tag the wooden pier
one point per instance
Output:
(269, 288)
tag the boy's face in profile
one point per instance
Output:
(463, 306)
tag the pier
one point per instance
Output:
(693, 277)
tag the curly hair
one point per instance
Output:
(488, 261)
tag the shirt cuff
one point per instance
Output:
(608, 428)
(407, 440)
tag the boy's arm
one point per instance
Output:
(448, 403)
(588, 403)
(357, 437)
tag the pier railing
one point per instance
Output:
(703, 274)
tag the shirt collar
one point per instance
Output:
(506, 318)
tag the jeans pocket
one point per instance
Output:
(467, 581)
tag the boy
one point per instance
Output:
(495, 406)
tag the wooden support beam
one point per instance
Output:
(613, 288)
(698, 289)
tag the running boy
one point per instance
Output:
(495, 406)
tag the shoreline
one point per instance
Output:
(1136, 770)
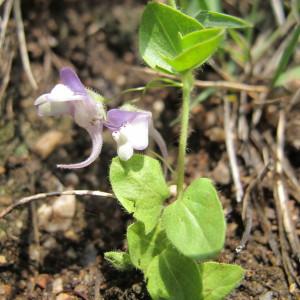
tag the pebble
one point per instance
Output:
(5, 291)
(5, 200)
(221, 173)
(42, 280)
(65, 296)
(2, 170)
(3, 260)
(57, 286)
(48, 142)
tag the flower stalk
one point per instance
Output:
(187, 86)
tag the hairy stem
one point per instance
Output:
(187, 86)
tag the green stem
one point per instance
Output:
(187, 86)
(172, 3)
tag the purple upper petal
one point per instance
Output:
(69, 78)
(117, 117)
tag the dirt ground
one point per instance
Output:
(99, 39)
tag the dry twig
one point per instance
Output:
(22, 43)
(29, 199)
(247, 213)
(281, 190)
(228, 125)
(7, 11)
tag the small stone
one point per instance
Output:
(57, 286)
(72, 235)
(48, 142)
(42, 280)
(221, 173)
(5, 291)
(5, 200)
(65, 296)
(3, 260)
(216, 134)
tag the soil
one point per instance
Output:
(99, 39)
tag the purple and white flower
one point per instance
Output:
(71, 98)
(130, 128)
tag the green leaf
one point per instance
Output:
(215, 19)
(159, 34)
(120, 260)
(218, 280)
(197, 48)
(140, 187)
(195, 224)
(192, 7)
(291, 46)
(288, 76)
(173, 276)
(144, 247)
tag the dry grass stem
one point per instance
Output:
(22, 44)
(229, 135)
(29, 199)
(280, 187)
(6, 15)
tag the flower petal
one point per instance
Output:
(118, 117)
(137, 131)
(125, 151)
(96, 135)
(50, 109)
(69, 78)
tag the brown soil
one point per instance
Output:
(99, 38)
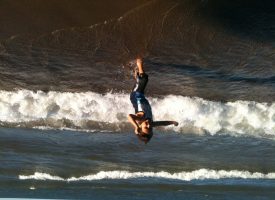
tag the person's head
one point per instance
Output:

━━━━━━━━━━

_Task directions_
A word-for-word copy of the listing is needed, with no pictures in it.

_Response to this exercise_
tag the wooden pier
one point per instance
Output:
(269, 288)
tag the boy's face in profile
one point per instance
Output:
(463, 306)
tag the pier
one point per instance
Output:
(693, 277)
tag the curly hair
one point per instance
Output:
(488, 261)
tag the shirt cuff
one point per instance
Output:
(608, 428)
(407, 440)
tag the boy's arm
one point per instance
Output:
(448, 403)
(588, 403)
(357, 437)
tag the pier railing
one point per instance
Output:
(703, 274)
tag the shirt collar
one point per instance
Output:
(506, 318)
tag the jeans pocket
one point per instance
Output:
(467, 581)
tag the boy
one point per instance
Output:
(495, 406)
tag the wooden support beam
one point per instance
Output:
(613, 288)
(698, 289)
tag the running boy
one point per instance
Output:
(495, 406)
tag the shoreline
one point per instance
Output:
(1136, 770)
tag the pebble
one point per instance
Output:
(5, 291)
(5, 200)
(221, 173)
(42, 280)
(65, 296)
(2, 170)
(3, 260)
(57, 286)
(48, 142)
tag the flower stalk
one point per instance
Output:
(187, 86)
tag the hairy stem
one point per instance
Output:
(187, 86)
tag the green stem
one point per instance
Output:
(187, 86)
(172, 3)
tag the purple upper petal
one point per instance
Output:
(69, 78)
(117, 117)
tag the dirt ground
one point per instance
Output:
(99, 39)
tag the dry twig
one point per instance
Output:
(22, 43)
(29, 199)
(247, 213)
(281, 190)
(228, 125)
(7, 11)
tag the small stone
one point per instance
Output:
(57, 286)
(72, 235)
(48, 142)
(42, 280)
(221, 173)
(5, 291)
(5, 200)
(65, 296)
(3, 260)
(216, 134)
tag the soil
one point per instance
Output:
(99, 39)
tag the purple and white flower
one point per instance
Output:
(71, 98)
(130, 128)
tag the green leaf
one point per instance
Output:
(215, 19)
(159, 34)
(120, 260)
(218, 280)
(197, 48)
(140, 187)
(195, 224)
(192, 7)
(291, 46)
(288, 76)
(173, 276)
(144, 247)
tag the dry grass stem
one point per instance
Output:
(22, 44)
(229, 135)
(29, 199)
(280, 187)
(6, 15)
tag the flower petal
one point per instance
Output:
(118, 117)
(137, 131)
(125, 151)
(96, 135)
(50, 109)
(69, 78)
tag the brown soil
one point per instance
Output:
(99, 38)
tag the person's head
one point per instance
Output:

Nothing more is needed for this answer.